-------- Task inputs
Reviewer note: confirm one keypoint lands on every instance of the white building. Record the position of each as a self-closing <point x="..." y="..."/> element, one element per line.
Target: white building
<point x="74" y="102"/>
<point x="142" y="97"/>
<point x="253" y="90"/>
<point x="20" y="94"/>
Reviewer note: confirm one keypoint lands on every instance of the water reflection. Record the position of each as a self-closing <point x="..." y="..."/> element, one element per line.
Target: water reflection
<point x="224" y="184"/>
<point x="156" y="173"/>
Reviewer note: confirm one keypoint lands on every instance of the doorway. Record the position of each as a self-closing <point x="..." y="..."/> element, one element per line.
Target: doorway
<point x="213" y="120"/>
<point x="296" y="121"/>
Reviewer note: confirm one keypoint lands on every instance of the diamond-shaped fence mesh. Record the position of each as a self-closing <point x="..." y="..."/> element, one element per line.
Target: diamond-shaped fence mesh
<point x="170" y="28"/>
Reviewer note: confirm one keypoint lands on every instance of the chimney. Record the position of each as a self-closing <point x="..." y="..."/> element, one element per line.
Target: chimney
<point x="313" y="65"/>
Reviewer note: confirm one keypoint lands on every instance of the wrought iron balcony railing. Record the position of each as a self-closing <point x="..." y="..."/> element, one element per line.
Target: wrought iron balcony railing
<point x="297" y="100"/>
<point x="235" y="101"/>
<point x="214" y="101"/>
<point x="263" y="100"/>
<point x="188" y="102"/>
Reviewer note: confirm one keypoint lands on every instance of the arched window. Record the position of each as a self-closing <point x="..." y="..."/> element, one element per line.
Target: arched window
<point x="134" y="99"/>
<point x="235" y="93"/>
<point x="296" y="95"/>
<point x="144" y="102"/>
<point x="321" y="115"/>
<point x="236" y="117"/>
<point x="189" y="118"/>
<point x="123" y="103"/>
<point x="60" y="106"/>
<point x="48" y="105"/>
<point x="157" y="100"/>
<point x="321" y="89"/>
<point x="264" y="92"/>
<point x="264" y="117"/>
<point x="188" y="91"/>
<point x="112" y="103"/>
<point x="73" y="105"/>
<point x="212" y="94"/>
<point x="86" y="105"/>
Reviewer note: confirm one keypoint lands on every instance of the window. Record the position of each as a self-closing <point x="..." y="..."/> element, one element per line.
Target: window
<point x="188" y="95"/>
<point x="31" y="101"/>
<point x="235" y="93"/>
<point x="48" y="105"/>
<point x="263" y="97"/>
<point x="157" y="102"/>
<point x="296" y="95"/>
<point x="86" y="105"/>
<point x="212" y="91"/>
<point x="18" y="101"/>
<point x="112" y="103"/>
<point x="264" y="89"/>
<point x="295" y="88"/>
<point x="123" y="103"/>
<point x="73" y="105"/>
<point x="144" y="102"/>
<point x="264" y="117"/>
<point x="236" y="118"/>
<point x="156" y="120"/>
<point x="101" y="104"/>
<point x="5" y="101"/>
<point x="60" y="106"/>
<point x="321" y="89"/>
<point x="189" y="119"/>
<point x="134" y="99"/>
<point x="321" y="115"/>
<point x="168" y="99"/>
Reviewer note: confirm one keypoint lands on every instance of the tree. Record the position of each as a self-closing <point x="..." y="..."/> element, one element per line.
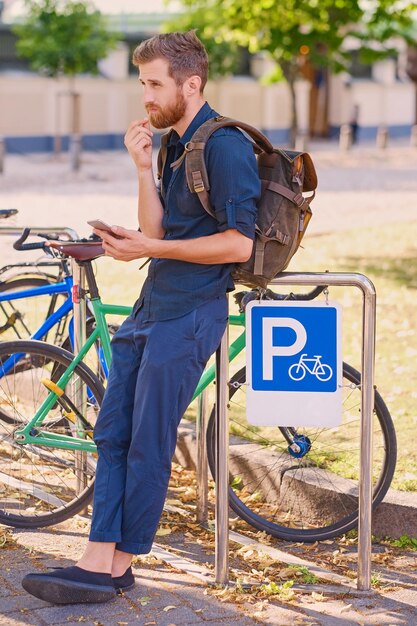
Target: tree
<point x="311" y="34"/>
<point x="412" y="73"/>
<point x="64" y="38"/>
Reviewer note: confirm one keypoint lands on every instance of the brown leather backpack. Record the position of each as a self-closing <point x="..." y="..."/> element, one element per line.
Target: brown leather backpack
<point x="283" y="212"/>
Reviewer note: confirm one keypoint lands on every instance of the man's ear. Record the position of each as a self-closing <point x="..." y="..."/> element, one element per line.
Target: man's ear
<point x="192" y="85"/>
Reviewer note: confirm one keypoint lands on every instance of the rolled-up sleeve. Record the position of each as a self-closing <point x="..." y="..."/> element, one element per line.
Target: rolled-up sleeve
<point x="234" y="182"/>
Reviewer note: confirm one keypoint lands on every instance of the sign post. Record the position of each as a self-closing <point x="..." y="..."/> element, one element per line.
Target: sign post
<point x="367" y="404"/>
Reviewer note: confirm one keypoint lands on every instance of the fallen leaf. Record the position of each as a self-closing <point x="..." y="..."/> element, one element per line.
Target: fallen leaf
<point x="318" y="597"/>
<point x="161" y="532"/>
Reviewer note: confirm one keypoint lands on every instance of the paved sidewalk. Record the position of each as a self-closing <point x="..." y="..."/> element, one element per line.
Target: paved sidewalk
<point x="164" y="596"/>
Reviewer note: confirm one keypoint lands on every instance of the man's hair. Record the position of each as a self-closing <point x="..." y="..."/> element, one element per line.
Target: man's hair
<point x="184" y="52"/>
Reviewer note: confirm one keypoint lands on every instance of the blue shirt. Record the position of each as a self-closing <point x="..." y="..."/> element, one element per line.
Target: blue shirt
<point x="174" y="288"/>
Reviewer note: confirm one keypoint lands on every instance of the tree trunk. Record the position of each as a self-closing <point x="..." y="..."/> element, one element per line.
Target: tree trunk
<point x="75" y="139"/>
<point x="290" y="71"/>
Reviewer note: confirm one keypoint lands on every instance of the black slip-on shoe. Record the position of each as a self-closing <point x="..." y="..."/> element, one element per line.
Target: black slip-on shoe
<point x="125" y="582"/>
<point x="70" y="585"/>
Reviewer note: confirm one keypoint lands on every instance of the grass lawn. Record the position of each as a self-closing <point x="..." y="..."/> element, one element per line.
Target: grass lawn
<point x="387" y="255"/>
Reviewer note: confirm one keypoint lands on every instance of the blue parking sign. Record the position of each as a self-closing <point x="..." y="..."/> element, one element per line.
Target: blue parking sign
<point x="294" y="359"/>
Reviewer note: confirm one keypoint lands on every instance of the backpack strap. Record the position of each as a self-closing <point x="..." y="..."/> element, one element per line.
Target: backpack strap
<point x="195" y="166"/>
<point x="162" y="154"/>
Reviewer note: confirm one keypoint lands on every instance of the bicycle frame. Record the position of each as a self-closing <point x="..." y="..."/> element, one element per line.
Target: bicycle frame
<point x="30" y="433"/>
<point x="63" y="287"/>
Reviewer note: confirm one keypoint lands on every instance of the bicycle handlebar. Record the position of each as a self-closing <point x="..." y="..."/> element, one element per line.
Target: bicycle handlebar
<point x="242" y="298"/>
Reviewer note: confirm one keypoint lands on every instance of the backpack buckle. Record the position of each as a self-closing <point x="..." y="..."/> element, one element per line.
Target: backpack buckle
<point x="198" y="182"/>
<point x="299" y="200"/>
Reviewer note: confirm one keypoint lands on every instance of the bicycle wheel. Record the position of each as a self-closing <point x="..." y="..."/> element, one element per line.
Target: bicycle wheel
<point x="41" y="485"/>
<point x="20" y="318"/>
<point x="313" y="497"/>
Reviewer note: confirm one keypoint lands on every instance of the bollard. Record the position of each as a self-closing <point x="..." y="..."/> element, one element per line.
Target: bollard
<point x="301" y="141"/>
<point x="2" y="153"/>
<point x="75" y="152"/>
<point x="382" y="137"/>
<point x="345" y="137"/>
<point x="413" y="136"/>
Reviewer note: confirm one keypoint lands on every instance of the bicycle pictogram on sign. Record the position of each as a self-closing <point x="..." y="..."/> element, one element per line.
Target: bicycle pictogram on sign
<point x="294" y="363"/>
<point x="313" y="366"/>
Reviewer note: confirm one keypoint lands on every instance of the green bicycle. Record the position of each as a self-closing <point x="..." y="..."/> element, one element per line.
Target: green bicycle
<point x="297" y="484"/>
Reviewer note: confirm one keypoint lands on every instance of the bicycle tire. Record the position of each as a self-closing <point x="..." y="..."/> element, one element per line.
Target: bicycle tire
<point x="27" y="314"/>
<point x="302" y="500"/>
<point x="38" y="483"/>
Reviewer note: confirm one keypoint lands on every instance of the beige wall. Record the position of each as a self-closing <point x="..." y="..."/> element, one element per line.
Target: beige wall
<point x="31" y="105"/>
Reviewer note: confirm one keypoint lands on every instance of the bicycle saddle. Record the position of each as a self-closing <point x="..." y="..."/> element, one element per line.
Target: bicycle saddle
<point x="79" y="250"/>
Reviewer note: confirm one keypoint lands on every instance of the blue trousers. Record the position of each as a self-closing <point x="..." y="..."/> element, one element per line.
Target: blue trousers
<point x="155" y="370"/>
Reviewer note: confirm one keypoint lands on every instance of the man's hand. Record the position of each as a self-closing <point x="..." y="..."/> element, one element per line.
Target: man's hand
<point x="134" y="245"/>
<point x="138" y="141"/>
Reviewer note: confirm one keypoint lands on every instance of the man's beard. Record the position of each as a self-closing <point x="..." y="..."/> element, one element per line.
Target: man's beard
<point x="170" y="115"/>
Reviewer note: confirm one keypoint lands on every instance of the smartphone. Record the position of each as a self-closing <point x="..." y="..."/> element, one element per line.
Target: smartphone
<point x="103" y="226"/>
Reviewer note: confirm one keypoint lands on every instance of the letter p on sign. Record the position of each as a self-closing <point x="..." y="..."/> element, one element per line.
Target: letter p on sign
<point x="268" y="348"/>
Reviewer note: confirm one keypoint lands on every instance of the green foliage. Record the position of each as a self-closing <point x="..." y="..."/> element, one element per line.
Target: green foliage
<point x="283" y="592"/>
<point x="64" y="38"/>
<point x="405" y="542"/>
<point x="295" y="31"/>
<point x="304" y="573"/>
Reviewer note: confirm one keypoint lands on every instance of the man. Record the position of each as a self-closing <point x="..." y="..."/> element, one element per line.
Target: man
<point x="160" y="351"/>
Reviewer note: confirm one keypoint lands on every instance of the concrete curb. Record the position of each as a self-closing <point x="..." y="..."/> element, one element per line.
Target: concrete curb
<point x="395" y="516"/>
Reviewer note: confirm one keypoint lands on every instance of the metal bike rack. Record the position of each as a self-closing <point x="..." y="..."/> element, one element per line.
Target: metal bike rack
<point x="367" y="403"/>
<point x="79" y="391"/>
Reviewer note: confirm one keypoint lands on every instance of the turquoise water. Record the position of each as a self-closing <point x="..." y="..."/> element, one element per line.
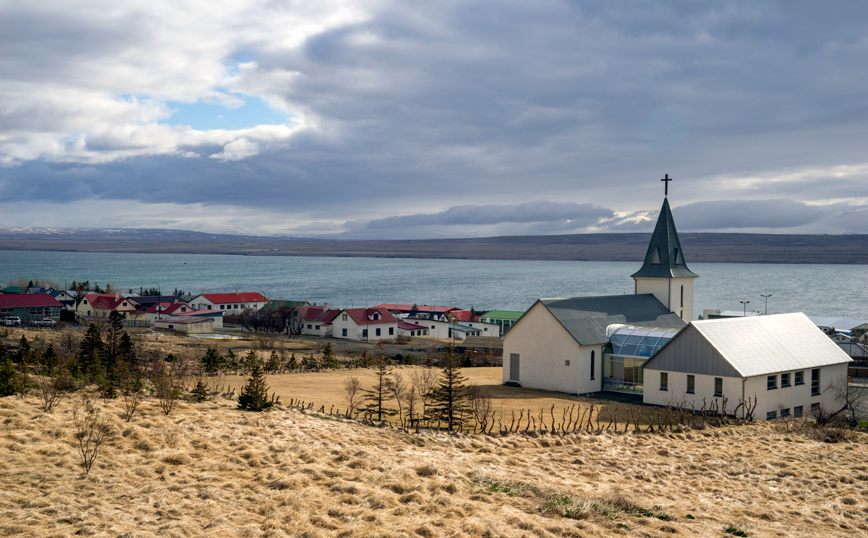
----------------
State only the number of lines in the items above that contain the string "tree", treating uppercase and lowercase letters as distinct.

Answer to this exercise:
4